Assignment: Your answer should contain only the lines from the top of the data below down through the one with "Target — black shoe", transcribed exactly and without pictures; please include nothing more.

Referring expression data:

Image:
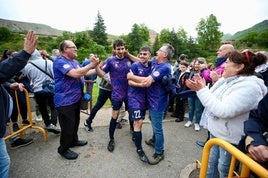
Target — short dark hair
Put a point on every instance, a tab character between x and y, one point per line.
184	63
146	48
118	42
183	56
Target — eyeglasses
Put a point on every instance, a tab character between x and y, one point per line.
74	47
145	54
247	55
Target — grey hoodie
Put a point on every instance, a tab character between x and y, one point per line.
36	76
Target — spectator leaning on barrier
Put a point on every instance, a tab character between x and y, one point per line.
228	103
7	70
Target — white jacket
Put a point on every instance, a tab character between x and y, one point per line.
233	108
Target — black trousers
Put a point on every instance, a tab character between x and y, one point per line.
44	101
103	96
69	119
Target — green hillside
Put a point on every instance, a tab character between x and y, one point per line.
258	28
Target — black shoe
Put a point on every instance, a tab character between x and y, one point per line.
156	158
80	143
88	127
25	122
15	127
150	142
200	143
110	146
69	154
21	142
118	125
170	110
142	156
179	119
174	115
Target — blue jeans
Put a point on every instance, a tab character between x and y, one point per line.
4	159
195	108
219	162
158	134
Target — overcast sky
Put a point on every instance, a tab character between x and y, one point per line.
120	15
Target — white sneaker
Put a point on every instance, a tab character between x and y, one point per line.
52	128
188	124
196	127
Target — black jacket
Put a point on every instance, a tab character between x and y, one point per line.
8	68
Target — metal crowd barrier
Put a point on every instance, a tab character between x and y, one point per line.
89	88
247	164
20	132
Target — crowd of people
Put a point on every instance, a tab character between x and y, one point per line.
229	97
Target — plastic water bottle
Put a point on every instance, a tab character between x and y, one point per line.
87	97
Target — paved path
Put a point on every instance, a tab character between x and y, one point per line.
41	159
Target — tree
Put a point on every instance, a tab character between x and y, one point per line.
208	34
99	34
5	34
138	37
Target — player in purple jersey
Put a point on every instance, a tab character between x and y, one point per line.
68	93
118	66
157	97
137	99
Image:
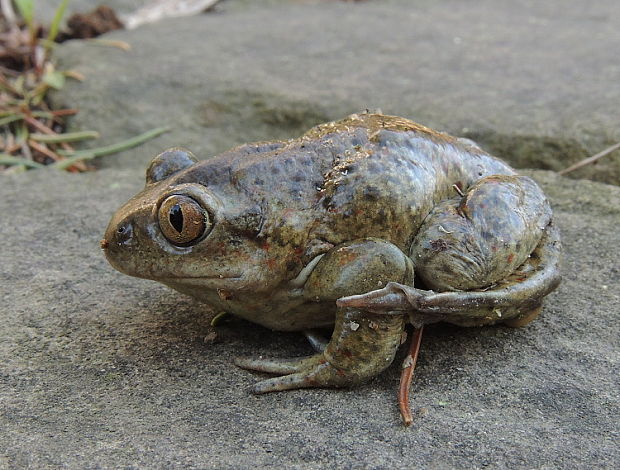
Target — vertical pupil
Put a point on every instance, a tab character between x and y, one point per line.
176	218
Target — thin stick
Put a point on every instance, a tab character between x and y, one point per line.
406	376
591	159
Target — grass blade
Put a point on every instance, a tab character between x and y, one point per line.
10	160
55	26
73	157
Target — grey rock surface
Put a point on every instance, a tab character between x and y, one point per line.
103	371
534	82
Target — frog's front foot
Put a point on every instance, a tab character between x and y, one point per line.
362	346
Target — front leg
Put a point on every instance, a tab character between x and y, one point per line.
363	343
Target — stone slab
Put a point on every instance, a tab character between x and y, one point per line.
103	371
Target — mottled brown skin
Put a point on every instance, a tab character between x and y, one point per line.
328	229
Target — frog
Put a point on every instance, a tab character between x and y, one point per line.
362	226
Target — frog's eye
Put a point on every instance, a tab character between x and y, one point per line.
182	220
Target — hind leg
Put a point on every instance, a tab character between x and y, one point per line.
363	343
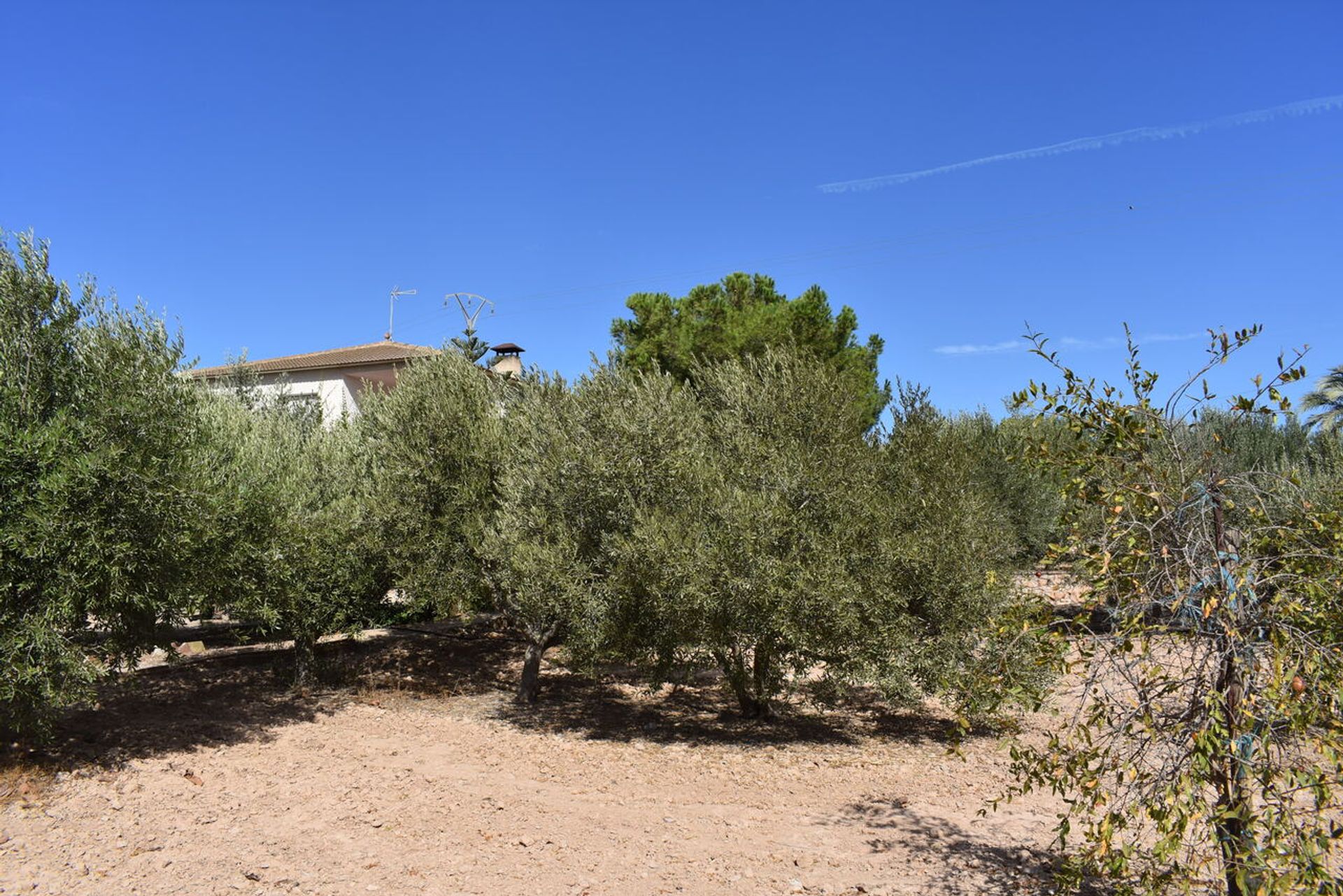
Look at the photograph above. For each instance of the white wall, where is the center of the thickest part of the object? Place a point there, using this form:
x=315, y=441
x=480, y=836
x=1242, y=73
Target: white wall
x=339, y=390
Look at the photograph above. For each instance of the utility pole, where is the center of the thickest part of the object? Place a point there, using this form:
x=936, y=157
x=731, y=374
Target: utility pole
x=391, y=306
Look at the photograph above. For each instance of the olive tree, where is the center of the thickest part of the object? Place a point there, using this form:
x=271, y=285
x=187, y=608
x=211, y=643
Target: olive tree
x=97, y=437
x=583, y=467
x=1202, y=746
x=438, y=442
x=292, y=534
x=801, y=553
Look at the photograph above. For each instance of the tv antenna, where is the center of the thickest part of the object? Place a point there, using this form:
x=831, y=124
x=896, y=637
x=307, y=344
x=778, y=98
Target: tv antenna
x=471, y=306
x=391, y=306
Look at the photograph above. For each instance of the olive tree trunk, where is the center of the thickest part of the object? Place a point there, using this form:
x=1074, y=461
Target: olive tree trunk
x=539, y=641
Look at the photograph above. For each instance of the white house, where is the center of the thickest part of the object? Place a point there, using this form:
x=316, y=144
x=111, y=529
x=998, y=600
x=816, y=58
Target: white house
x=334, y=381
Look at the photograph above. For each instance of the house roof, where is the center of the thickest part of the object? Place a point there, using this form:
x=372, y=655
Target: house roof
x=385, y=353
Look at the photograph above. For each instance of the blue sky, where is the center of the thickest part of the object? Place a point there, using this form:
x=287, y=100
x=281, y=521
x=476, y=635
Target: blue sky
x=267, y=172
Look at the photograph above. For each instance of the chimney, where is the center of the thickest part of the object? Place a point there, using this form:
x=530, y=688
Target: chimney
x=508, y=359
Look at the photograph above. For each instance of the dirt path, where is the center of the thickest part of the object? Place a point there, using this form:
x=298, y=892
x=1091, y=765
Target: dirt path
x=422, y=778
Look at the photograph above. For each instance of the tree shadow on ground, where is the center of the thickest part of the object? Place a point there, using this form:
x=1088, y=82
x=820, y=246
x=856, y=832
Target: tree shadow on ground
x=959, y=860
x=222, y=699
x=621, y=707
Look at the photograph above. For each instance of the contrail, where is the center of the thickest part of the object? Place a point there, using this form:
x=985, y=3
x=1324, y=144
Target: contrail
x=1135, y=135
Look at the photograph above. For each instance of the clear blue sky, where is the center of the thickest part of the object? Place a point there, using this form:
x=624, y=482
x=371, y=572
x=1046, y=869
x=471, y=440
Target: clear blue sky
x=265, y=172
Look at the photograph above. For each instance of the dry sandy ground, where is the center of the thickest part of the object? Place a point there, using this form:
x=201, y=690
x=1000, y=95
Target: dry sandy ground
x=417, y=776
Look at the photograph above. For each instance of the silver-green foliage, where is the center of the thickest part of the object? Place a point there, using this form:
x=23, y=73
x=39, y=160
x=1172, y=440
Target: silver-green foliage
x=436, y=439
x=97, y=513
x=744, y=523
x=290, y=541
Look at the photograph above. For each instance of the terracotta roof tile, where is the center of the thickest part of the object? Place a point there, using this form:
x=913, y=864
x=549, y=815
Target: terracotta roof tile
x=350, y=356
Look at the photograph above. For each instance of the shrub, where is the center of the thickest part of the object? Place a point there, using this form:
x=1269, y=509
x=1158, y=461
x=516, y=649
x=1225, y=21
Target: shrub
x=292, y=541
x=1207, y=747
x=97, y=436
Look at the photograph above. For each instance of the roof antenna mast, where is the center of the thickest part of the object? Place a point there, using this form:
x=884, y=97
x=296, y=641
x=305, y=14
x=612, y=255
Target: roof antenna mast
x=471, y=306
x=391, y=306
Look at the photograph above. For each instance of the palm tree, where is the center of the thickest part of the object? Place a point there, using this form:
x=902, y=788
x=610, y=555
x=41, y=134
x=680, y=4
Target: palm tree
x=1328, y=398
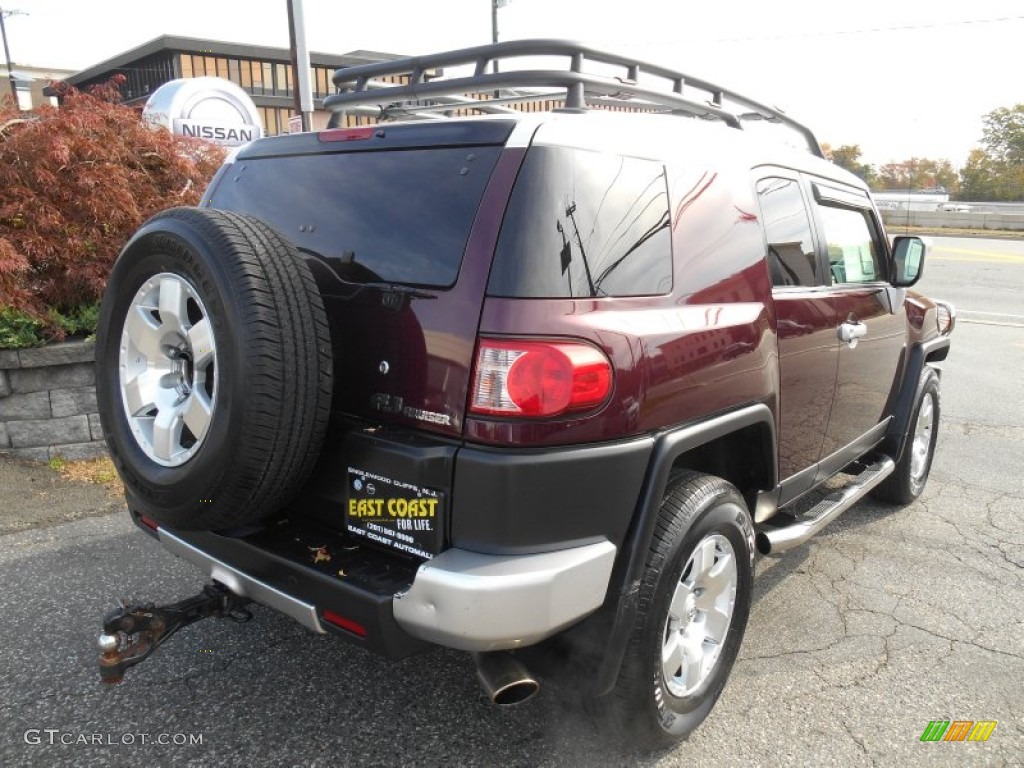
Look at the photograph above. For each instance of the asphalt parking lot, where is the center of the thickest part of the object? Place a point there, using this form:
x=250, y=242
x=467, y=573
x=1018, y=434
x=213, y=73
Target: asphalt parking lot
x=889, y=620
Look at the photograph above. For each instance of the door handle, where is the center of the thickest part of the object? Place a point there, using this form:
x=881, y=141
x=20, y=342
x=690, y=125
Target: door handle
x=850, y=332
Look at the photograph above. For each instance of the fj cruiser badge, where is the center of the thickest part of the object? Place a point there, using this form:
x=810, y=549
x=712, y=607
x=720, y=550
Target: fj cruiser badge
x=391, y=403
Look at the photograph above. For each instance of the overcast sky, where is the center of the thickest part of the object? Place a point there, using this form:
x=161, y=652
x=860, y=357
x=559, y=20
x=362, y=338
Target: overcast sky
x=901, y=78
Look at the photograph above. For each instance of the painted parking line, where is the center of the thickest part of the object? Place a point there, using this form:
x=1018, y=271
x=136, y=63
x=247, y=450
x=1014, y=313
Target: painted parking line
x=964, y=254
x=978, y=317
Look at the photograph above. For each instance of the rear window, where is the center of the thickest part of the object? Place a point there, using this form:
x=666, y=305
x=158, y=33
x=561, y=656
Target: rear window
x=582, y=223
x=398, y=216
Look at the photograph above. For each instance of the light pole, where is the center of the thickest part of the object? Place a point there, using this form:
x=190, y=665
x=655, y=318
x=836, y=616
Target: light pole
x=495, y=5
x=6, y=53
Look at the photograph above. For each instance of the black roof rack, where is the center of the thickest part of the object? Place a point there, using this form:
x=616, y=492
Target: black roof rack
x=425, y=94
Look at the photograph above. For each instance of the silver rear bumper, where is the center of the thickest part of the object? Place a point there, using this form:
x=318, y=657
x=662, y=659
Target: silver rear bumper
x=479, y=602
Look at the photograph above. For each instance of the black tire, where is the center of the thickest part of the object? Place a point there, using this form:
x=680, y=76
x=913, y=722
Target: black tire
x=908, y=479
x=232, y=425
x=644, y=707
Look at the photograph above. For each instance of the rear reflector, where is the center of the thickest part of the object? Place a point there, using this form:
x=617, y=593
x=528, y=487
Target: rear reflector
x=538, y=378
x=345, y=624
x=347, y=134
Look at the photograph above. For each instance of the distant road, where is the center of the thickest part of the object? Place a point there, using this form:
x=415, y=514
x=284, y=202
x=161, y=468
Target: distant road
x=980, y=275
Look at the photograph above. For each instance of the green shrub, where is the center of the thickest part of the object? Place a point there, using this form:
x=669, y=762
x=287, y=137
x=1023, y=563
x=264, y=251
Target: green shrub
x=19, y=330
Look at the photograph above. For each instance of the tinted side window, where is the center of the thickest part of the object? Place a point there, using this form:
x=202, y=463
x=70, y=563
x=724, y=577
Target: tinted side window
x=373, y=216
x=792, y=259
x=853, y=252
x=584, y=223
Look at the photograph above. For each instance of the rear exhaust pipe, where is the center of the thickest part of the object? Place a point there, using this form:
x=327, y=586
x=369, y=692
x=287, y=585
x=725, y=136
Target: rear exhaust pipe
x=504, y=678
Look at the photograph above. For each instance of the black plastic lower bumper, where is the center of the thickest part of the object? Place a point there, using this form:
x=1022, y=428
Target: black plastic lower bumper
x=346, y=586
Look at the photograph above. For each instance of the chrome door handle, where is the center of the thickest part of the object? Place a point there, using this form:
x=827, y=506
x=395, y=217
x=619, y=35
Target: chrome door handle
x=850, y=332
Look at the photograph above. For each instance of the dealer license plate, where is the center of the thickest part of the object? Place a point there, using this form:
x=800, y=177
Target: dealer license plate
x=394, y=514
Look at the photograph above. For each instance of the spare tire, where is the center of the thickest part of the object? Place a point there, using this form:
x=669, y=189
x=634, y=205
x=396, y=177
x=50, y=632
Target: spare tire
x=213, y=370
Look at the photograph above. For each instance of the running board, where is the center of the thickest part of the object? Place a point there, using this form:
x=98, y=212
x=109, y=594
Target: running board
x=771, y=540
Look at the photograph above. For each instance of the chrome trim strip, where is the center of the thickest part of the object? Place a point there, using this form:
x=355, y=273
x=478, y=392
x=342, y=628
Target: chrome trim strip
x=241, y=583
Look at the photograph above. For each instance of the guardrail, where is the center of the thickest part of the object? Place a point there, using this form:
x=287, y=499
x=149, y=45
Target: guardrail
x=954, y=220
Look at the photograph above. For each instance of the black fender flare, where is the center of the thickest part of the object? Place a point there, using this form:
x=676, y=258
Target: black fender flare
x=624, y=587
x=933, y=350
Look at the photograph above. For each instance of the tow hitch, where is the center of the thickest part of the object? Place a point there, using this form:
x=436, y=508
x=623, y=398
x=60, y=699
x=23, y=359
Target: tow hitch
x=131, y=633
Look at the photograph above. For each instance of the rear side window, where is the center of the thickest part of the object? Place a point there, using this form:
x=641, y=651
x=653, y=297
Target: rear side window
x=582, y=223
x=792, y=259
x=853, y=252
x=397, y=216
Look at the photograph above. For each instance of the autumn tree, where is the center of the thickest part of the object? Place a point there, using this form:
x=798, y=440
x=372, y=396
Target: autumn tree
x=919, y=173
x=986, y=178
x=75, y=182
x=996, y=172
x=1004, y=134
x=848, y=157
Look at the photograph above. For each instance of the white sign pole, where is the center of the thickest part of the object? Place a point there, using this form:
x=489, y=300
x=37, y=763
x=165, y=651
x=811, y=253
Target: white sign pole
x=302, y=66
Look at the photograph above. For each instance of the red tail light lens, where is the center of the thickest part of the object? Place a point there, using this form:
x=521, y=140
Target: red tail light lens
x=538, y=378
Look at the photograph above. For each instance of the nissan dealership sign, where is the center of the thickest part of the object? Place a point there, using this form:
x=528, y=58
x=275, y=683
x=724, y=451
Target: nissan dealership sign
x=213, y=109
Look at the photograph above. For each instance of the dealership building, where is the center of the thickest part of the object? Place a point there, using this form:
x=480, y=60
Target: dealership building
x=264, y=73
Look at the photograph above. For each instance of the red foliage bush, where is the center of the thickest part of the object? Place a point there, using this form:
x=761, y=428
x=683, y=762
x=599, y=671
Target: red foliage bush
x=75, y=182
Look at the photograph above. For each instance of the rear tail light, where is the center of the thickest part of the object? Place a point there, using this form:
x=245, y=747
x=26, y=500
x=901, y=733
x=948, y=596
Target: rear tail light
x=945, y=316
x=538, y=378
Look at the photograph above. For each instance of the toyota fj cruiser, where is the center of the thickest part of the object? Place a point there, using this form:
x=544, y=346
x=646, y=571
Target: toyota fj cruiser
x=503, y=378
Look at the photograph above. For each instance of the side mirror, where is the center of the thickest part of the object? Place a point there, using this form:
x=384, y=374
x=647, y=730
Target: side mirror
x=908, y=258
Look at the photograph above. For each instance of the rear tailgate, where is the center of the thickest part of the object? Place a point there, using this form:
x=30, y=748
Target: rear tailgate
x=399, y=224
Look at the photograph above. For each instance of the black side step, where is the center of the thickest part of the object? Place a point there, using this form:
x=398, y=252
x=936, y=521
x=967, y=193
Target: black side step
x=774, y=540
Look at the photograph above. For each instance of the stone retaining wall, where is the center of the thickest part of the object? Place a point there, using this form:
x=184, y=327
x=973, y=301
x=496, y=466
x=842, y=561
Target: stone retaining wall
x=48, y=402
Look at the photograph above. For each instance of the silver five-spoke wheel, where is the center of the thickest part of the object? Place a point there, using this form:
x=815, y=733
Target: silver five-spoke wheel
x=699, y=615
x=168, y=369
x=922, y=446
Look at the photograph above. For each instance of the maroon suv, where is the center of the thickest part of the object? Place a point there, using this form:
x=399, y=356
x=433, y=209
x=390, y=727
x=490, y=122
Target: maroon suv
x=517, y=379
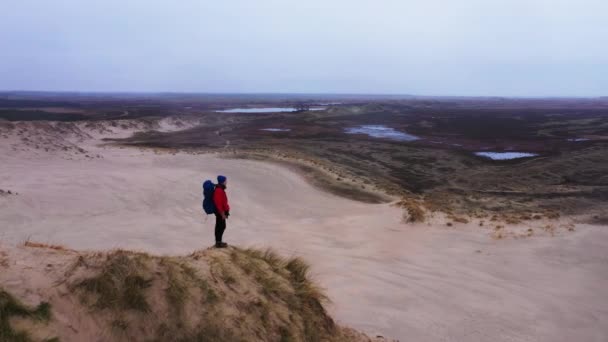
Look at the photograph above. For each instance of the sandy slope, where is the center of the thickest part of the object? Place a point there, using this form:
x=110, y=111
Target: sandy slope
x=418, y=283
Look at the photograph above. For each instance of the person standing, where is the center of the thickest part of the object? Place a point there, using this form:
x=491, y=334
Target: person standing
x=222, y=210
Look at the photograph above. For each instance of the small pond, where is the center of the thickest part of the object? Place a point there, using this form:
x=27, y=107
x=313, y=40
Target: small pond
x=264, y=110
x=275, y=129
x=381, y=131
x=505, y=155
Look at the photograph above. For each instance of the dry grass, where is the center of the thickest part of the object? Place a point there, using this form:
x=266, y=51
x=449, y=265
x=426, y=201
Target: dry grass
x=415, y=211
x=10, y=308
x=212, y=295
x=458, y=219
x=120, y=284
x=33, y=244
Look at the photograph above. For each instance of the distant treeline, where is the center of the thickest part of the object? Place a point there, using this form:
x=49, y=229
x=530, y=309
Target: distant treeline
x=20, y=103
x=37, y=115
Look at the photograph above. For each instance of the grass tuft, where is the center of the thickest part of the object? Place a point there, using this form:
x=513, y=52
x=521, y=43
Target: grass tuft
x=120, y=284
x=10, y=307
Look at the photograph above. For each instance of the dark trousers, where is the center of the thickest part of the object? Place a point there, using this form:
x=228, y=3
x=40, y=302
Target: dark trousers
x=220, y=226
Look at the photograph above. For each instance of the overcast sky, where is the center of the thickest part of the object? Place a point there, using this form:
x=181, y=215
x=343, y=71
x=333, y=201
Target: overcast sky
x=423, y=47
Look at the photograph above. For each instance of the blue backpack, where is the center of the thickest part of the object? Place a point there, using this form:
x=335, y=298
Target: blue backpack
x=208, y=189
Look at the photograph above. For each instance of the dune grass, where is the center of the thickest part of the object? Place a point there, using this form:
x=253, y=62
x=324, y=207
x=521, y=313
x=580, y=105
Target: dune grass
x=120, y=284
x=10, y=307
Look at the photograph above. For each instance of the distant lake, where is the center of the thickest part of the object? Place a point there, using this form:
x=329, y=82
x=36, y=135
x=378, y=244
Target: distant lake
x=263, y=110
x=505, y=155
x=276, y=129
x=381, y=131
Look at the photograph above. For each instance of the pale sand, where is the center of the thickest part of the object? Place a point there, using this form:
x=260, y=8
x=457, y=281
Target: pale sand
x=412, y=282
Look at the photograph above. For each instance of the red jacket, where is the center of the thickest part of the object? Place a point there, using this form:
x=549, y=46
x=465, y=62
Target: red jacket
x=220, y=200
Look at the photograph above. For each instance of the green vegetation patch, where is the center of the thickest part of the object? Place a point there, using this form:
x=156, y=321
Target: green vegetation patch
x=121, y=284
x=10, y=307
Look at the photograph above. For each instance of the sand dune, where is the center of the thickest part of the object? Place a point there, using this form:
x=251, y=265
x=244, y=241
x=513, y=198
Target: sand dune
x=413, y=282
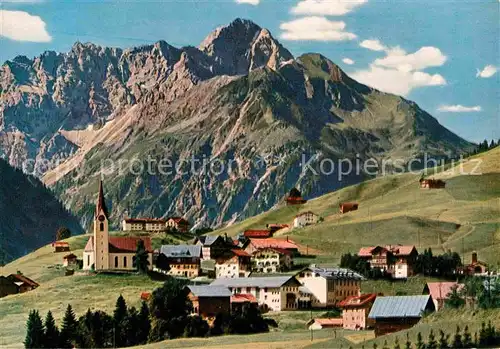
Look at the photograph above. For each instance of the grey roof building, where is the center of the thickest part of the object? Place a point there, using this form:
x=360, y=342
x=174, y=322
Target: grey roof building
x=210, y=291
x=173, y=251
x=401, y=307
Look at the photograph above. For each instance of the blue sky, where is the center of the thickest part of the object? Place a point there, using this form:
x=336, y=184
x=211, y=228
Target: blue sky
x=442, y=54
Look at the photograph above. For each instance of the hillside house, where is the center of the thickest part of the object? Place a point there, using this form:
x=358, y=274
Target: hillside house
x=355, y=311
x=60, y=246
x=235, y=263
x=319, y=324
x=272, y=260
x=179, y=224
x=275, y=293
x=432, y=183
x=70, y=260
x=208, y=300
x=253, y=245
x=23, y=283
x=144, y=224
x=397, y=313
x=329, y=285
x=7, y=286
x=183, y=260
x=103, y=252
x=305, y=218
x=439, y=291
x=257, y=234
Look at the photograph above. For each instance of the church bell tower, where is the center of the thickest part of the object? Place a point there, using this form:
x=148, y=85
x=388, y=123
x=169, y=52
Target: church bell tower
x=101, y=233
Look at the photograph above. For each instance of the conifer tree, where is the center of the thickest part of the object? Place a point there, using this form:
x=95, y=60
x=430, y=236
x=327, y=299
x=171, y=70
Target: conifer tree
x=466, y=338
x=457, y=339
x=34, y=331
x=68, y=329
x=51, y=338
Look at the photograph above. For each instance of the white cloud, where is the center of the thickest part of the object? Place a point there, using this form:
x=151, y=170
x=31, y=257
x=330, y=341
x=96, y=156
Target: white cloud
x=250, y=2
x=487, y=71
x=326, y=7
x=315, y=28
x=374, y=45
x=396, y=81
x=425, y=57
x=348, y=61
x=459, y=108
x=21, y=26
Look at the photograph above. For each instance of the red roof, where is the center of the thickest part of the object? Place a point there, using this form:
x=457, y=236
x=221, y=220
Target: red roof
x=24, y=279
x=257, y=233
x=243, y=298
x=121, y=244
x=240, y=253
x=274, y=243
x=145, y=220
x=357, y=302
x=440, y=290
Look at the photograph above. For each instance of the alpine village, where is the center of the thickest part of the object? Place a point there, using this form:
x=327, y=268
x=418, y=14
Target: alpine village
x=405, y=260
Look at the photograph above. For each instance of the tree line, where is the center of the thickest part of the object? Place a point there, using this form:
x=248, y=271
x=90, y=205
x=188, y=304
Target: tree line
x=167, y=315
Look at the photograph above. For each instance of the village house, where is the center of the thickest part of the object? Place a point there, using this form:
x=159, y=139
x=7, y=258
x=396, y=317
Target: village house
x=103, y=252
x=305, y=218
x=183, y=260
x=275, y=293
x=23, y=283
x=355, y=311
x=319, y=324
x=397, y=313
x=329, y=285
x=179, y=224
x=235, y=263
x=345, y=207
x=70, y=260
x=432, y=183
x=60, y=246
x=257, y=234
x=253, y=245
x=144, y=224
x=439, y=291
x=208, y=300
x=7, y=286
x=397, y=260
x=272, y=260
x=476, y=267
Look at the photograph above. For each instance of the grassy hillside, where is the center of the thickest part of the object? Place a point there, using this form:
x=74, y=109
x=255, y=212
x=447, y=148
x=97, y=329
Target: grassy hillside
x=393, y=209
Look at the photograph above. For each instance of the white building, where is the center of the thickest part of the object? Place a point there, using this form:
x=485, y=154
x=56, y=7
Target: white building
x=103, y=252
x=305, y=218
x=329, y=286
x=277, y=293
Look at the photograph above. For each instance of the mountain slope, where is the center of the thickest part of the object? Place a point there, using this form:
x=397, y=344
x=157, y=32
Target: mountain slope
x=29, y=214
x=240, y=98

Solution for this exercise:
Image:
Target — short dark hair
Put a point on every instance, a tab character between x and y, one point per line.
184	63
146	48
118	42
183	56
Target — eyeglasses
Put a point on every instance, a tab character between x and y, one point per line.
74	47
145	54
247	55
Target — grey hoodie
Put a point on every instance, a tab character between x and y, one point per line.
36	76
Target — spectator leaning on barrier
Put a point on every instance, a tab character between x and y, one point per line.
228	103
7	70
Target — white jacket
Put a point on every instance, a tab character between x and y, one point per line.
233	108
Target — black trousers
Put a point on every instance, a tab character between x and y, one point per line.
44	101
103	96
69	119
Target — green hillside
Put a point on every instance, a tab character between x and y, one point per line.
258	28
Target — black shoe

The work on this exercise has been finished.